§ Required action 1
Reproduce the passage of the E-2 visa text starting with "The investor has" and going on through "continuing to qualify.".
§ Required action 2
Carry on the E-2 visa text past its final sentence.

§ Excerpt to read
○ ○ ○ ○ ○ ○ ○

The investment involved must place lawfully acquired, owned, and controlled capital at commercial risk with a profit objective, and be subject to loss if the investment fails.

The investor is a national of a country with whom the U.S. has the requisite treaty or agreement (British, Irish, Pakistani etc;
The alien (or in the case of an employee of a treaty investor who seeks classification as an E-2, the owner of the treaty enterprise) will direct or develop the enterprise. The alien must demonstrate that he controls the enterprise by showing ownership of at least 50% of the enterprise, by possessing operational control through a managerial position or other corporate device or by other means;

The investor has invested in or is actively in the process of investing in the enterprise;
The investment is substantial, i.e. sufficient to ensure the investor’s financial commitment to the successful operation of the enterprise and big enough to support the likelihood that the investor will successfully direct and develop the enterprise;
The investment enterprise is not a marginal enterprise;
If the applicant is not the principal investor, he or she must be employed in an executive or supervisory capacity, or possess skills that are highly specialized and essential to the operations of the commercial enterprise. Ordinary skilled or unskilled workers do not qualify.  That the applicant intends to depart the U.S. upon the expiration of E-2 status.

E-2 Visas are usually issued for 2 years but can be issued for 5, renewal is dependant upon business continuing to qualify.

○ ○ ○ ○ ○ ○ ○

§ Extracted data
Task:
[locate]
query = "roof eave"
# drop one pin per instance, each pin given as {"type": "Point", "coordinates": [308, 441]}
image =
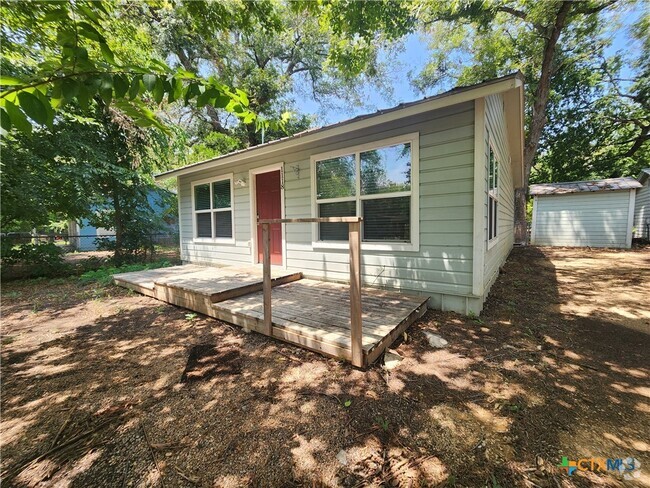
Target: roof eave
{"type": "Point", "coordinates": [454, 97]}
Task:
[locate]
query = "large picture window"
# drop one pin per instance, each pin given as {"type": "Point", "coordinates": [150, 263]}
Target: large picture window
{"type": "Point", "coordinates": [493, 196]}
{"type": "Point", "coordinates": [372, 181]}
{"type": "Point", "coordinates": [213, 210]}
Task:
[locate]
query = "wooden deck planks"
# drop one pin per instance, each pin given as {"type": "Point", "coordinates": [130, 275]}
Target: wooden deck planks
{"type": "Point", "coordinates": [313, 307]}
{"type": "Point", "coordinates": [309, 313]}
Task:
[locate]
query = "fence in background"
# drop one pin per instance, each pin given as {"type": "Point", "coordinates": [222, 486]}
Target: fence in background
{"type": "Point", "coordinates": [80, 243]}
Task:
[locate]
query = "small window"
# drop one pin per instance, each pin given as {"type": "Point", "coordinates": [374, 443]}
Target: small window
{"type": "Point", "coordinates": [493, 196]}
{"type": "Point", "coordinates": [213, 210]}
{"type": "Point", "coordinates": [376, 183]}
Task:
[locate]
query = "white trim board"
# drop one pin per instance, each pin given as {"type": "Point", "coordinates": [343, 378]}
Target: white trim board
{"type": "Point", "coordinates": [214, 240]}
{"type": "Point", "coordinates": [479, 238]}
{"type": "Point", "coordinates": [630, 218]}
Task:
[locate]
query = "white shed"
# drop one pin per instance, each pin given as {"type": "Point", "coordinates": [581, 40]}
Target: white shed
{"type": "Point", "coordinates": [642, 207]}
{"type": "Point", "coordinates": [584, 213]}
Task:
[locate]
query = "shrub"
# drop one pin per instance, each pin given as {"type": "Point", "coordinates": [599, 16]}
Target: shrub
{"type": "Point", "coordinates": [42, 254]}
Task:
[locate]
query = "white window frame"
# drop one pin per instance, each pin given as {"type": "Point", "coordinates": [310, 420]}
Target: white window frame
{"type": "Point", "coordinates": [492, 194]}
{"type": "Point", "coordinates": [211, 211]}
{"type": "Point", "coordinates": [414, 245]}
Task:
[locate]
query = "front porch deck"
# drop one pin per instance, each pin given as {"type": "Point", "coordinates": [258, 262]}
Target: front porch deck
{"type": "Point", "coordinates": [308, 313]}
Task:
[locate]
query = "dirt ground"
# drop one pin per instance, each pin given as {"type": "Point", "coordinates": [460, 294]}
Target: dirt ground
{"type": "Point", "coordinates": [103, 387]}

○ ○ ○ ○ ○ ○ ○

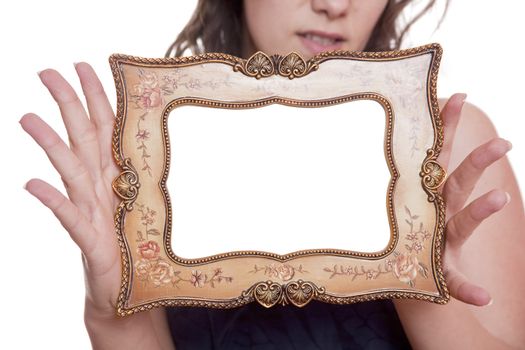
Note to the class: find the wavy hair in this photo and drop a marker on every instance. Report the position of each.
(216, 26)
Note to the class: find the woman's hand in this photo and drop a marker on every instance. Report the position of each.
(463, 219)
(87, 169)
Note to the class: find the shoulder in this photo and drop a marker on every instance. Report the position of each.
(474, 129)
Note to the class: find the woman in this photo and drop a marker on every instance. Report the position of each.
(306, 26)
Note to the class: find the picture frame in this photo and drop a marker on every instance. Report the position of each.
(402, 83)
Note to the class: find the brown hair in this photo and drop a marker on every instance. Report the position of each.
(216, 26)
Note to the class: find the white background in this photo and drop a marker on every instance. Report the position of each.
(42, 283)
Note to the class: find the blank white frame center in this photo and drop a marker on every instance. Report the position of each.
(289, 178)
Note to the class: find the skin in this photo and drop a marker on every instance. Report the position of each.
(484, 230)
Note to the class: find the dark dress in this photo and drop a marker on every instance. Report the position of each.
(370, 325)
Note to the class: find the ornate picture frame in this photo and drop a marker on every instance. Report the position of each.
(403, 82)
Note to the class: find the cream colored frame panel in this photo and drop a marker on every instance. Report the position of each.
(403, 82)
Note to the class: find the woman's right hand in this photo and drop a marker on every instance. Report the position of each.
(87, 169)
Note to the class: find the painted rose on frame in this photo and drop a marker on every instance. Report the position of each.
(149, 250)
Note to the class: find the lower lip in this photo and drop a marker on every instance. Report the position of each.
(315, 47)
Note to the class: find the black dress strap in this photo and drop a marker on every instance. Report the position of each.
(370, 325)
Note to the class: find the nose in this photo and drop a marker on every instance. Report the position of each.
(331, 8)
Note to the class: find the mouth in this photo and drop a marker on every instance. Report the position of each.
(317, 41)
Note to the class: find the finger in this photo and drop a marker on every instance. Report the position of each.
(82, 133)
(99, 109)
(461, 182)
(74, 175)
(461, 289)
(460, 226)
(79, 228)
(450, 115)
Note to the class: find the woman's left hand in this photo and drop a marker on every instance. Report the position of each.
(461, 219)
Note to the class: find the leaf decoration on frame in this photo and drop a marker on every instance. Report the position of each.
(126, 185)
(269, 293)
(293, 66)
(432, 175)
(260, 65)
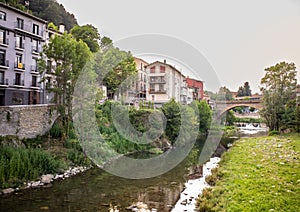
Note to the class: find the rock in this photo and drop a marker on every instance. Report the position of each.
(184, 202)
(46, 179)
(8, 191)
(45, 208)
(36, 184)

○ ○ ○ ○ ○ ○ ○

§ Exercise answer 1
The investor has invested in or is actively in the process of investing in the enterprise;
The investment is substantial, i.e. sufficient to ensure the investor’s financial commitment to the successful operation of the enterprise and big enough to support the likelihood that the investor will successfully direct and develop the enterprise;
The investment enterprise is not a marginal enterprise;
If the applicant is not the principal investor, he or she must be employed in an executive or supervisory capacity, or possess skills that are highly specialized and essential to the operations of the commercial enterprise. Ordinary skilled or unskilled workers do not qualify.  That the applicant intends to depart the U.S. upon the expiration of E-2 status.

E-2 Visas are usually issued for 2 years but can be issued for 5, renewal is dependant upon business continuing to qualify.

§ Exercise answer 2
L-1 Intracompany Transferees

The L-1 category applies to aliens who work for a company with a parent, subsidiary, branch, or affiliate in the U.S. These workers come to the U.S. as intracompany transferees who are coming temporarily to perform services either
in a managerial or executive capacity (L-1A) or
which entail specialized knowledge (L-1B)
for a parent, branch, subsidiary or affiliate of the same employer that employed the professional abroad. The employee must have been employed abroad for the corporation, firm, or other legal entity (or an affiliate or subsidiary thereof) on a full-time basis for at least one continuous year out of the last three-year period to qualify. There is currently no annual cap on L-1 visas.

Dependents
Dependents (i.e. spouses and unmarried children under 21 years of age) of L-1 workers are entitled to L-2 status with the same restrictions as the principal. Dependents may be students in the U.S. while remaining in L-2 status, however, dependents may not be employed under the L-2 classification.

Evidence of the qualifying relationship between the U.S. and the foreign employer which address ownership and control, such as an annual report, copies of articles of incorporation, financial statements, or stock certificates;

If the alien is coming to the U.S. as a manager or executive (L-1A) to open or to be employed in a new office, also file the petition with evidence that:  Sufficient premises to house the new office have been secured;
The beneficiary has, or upon establishment will have, the qualifying relationship to the foreign employer and the qualifying position; and  The intended U.S. operation will be able to support the executive or managerial position within one year of the approval of the petition. This must be supported by information regarding: the proposed nature of the U.S. office (size and scope, organizational structure, and financial goals),  financial information about the foreign entity (the size of the U.S. investment and the financial ability to remunerate the beneficiary and to commence doing business in the U.S.), and
the organizational structure of the foreign entity.

If the alien is coming to the U.S. in a specialized knowledge capacity (L-1B) to open or to be employed in a new office, also file the petition with evidence that:
Sufficient premises to house the new office have been secured;
The business entity in the U.S is or will be a qualifying organization
The petitioner has the financial ability to compensate the alien beneficiary and to begin doing business in the U.S.

Your UK business must continue to operate in your absence.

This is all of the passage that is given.